What this task involves.
Please write out the lines below as a JSON list of strings, one string per line, skipping blank lines and leaving out the pictures.

====== Dataset excerpts

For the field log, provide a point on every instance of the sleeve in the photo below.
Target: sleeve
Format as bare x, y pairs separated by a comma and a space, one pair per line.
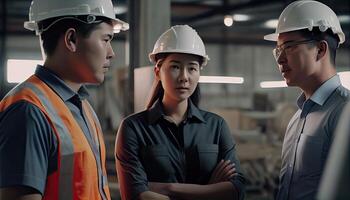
227, 151
131, 174
25, 147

============

Response to this task.
[
  "For the field log, provide a point on every instance of the sleeve in the photo below.",
  "Target: sleeve",
  "Format as bare x, y pairs separated by a comma and a space, one pair per line.",
  "227, 151",
  "131, 174",
  "25, 147"
]